(Referring expression pointing data)
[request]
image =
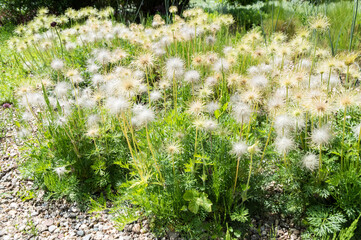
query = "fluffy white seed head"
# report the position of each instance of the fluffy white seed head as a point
(61, 89)
(192, 76)
(143, 116)
(212, 107)
(283, 123)
(155, 95)
(116, 105)
(321, 136)
(284, 144)
(258, 81)
(57, 64)
(174, 67)
(241, 112)
(221, 65)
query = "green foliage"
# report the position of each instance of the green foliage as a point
(197, 200)
(323, 221)
(200, 156)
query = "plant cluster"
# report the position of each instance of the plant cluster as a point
(188, 125)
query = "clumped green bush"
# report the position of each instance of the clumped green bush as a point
(188, 125)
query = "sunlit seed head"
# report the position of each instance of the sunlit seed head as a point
(210, 125)
(319, 23)
(221, 65)
(251, 96)
(284, 144)
(155, 95)
(258, 81)
(143, 115)
(320, 107)
(117, 105)
(192, 76)
(61, 89)
(145, 61)
(275, 104)
(196, 107)
(97, 79)
(211, 107)
(57, 64)
(283, 123)
(241, 112)
(174, 68)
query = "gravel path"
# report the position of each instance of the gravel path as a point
(23, 216)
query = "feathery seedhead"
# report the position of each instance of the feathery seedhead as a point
(117, 105)
(284, 144)
(155, 95)
(57, 64)
(192, 76)
(196, 107)
(174, 67)
(254, 148)
(319, 23)
(321, 136)
(310, 161)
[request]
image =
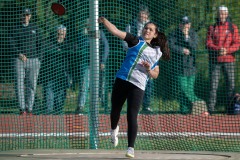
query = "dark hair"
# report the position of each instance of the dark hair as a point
(161, 41)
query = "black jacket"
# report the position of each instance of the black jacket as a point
(182, 64)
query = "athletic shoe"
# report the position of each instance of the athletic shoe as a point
(114, 138)
(130, 152)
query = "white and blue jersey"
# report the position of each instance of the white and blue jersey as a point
(132, 69)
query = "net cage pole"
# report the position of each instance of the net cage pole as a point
(94, 73)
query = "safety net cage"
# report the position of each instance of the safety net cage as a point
(58, 67)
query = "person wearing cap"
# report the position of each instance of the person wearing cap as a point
(222, 42)
(55, 70)
(84, 81)
(183, 42)
(135, 27)
(27, 44)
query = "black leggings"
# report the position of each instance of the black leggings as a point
(123, 90)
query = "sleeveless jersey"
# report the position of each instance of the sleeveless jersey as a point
(132, 70)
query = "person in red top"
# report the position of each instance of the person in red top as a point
(222, 42)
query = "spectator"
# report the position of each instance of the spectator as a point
(222, 42)
(84, 44)
(26, 42)
(135, 27)
(183, 42)
(55, 71)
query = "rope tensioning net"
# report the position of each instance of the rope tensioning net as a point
(57, 74)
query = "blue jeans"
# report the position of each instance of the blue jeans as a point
(28, 71)
(215, 72)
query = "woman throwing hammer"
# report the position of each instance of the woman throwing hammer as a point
(140, 63)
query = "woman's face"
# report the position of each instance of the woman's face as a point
(223, 16)
(143, 16)
(149, 32)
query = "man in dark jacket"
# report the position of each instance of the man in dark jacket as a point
(183, 42)
(26, 42)
(55, 71)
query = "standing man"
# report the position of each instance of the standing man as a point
(26, 42)
(56, 71)
(135, 27)
(183, 42)
(222, 42)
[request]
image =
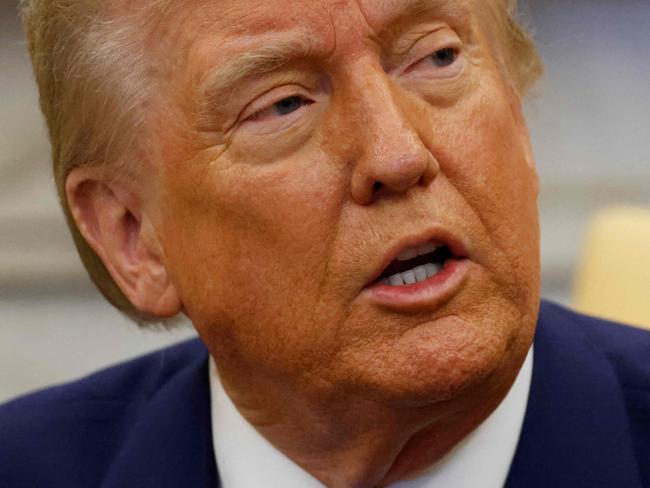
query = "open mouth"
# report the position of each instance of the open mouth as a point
(417, 264)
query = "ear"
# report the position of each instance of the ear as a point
(114, 222)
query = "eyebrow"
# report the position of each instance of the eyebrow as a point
(274, 51)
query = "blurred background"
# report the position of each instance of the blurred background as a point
(590, 128)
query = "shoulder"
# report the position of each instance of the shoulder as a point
(73, 431)
(626, 348)
(626, 352)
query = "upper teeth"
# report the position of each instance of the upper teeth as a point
(415, 275)
(414, 252)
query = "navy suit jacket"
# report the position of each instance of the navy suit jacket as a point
(146, 423)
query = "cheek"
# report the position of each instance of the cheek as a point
(485, 157)
(249, 250)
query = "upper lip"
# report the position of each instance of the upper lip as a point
(438, 235)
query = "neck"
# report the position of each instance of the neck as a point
(347, 441)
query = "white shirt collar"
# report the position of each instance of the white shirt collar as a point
(245, 459)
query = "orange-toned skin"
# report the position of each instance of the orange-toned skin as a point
(266, 231)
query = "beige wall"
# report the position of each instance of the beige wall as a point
(590, 129)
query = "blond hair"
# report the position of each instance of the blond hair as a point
(96, 84)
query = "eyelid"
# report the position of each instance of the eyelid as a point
(270, 98)
(434, 41)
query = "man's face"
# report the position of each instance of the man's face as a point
(286, 194)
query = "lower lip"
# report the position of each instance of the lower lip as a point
(427, 294)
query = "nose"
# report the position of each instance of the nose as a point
(393, 157)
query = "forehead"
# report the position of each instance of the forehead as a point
(229, 21)
(218, 32)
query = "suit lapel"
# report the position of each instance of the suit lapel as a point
(171, 442)
(575, 432)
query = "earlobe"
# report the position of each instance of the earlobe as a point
(114, 222)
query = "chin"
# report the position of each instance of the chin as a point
(449, 358)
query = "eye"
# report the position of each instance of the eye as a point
(443, 63)
(444, 57)
(281, 108)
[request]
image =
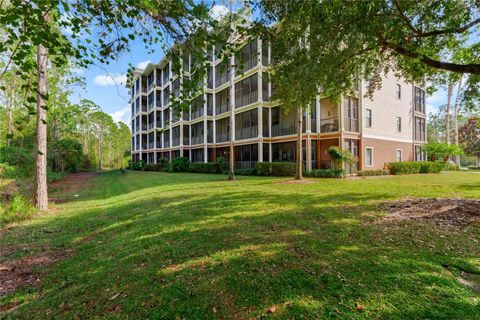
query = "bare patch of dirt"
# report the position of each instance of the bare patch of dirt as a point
(16, 273)
(470, 280)
(70, 184)
(293, 181)
(442, 212)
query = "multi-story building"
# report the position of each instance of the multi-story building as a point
(390, 127)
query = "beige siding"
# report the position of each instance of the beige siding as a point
(386, 107)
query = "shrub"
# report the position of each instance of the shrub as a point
(16, 209)
(431, 167)
(275, 168)
(153, 167)
(369, 173)
(415, 167)
(450, 166)
(404, 167)
(210, 167)
(136, 165)
(246, 172)
(340, 156)
(180, 164)
(326, 173)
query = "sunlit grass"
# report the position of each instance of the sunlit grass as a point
(159, 245)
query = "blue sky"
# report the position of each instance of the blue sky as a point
(105, 83)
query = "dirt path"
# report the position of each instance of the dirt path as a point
(72, 183)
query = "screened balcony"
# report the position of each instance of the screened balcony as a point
(329, 113)
(246, 125)
(246, 91)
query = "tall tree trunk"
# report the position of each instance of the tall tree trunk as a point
(231, 164)
(447, 113)
(455, 119)
(55, 140)
(100, 151)
(9, 118)
(41, 161)
(299, 174)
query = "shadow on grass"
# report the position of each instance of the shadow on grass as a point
(200, 250)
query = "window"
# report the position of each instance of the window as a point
(369, 157)
(419, 100)
(368, 118)
(399, 155)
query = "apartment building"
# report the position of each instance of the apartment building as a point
(390, 127)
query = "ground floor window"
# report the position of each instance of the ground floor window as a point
(283, 152)
(420, 155)
(399, 155)
(369, 157)
(246, 156)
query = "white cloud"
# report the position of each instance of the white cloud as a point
(218, 11)
(122, 115)
(143, 64)
(111, 80)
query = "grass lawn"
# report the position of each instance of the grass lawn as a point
(161, 246)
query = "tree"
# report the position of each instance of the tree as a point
(27, 25)
(351, 40)
(441, 151)
(469, 137)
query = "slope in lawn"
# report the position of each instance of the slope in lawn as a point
(194, 246)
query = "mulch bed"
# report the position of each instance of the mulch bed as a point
(440, 211)
(16, 273)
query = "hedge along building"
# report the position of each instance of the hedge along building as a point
(389, 127)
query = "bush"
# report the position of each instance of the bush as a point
(16, 209)
(404, 167)
(415, 167)
(153, 167)
(369, 173)
(136, 165)
(246, 172)
(450, 166)
(180, 164)
(275, 168)
(210, 167)
(431, 167)
(326, 173)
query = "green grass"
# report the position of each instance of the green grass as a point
(195, 246)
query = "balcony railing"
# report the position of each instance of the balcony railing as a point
(248, 64)
(246, 99)
(246, 133)
(221, 108)
(351, 124)
(197, 112)
(197, 139)
(222, 137)
(278, 130)
(222, 79)
(329, 125)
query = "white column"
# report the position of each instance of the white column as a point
(317, 105)
(205, 140)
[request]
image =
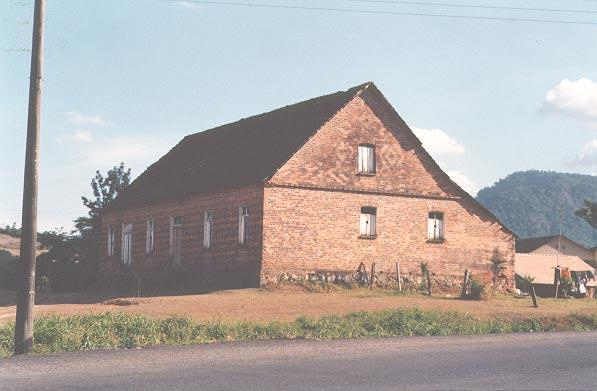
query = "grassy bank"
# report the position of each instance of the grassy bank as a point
(118, 330)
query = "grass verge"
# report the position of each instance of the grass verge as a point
(118, 330)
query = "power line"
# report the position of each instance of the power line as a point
(476, 6)
(379, 12)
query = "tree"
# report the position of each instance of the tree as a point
(72, 260)
(105, 189)
(589, 213)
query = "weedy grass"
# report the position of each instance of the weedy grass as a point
(119, 330)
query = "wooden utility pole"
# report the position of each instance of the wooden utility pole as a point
(26, 292)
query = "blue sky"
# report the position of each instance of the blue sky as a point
(125, 80)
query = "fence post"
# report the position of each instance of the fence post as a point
(534, 296)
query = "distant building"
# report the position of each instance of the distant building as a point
(553, 245)
(542, 266)
(313, 188)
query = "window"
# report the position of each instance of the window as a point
(243, 224)
(127, 244)
(366, 159)
(110, 241)
(367, 222)
(435, 226)
(149, 236)
(176, 240)
(177, 221)
(207, 222)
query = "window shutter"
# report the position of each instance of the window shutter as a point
(207, 230)
(364, 223)
(370, 160)
(431, 228)
(361, 159)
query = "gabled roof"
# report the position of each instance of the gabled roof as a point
(531, 244)
(542, 266)
(237, 154)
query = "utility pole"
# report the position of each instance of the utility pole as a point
(26, 293)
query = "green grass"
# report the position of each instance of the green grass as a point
(118, 330)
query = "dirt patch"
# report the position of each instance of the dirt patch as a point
(289, 303)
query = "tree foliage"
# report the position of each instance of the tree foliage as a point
(105, 189)
(72, 260)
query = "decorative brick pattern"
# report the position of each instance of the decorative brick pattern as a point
(225, 253)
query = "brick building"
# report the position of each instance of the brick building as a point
(316, 187)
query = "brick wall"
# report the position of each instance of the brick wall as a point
(329, 159)
(225, 253)
(312, 204)
(311, 230)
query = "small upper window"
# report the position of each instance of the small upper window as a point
(243, 224)
(366, 159)
(110, 241)
(367, 222)
(435, 226)
(149, 236)
(177, 221)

### THE PROBLEM
Return, exactly as written, only those lines that run from the one with "# report the position of each instance of the gabled" to the last line of the data, both of those lines included.

### RESPONSE TO THIS EXERCISE
# report the position of each instance of the gabled roof as a point
(531, 244)
(542, 266)
(237, 154)
query = "utility pole"
# report the position of each instance of the utility pole as a point
(26, 293)
query = "green grass"
# report the position of each instance of the green grass as a point
(118, 330)
query = "dirt patch"
# report the position of each instance of the dirt patch as a point
(289, 303)
query = "tree foliage"
# report the position of each instance of the tree foliage as a point
(105, 189)
(72, 260)
query = "decorative brick pattern"
# report the position of each instance of the decorative brick pattern as a point
(225, 253)
query = "brick building"
# report the position of each instance of the brick building as a point
(316, 187)
query = "brick wall"
# report the position of each instance of the brick wall as a point
(329, 159)
(225, 253)
(312, 204)
(311, 230)
query = "small upper window"
# report the position of each instance of the small upper window as a point
(243, 224)
(366, 159)
(110, 241)
(367, 222)
(435, 226)
(149, 236)
(177, 221)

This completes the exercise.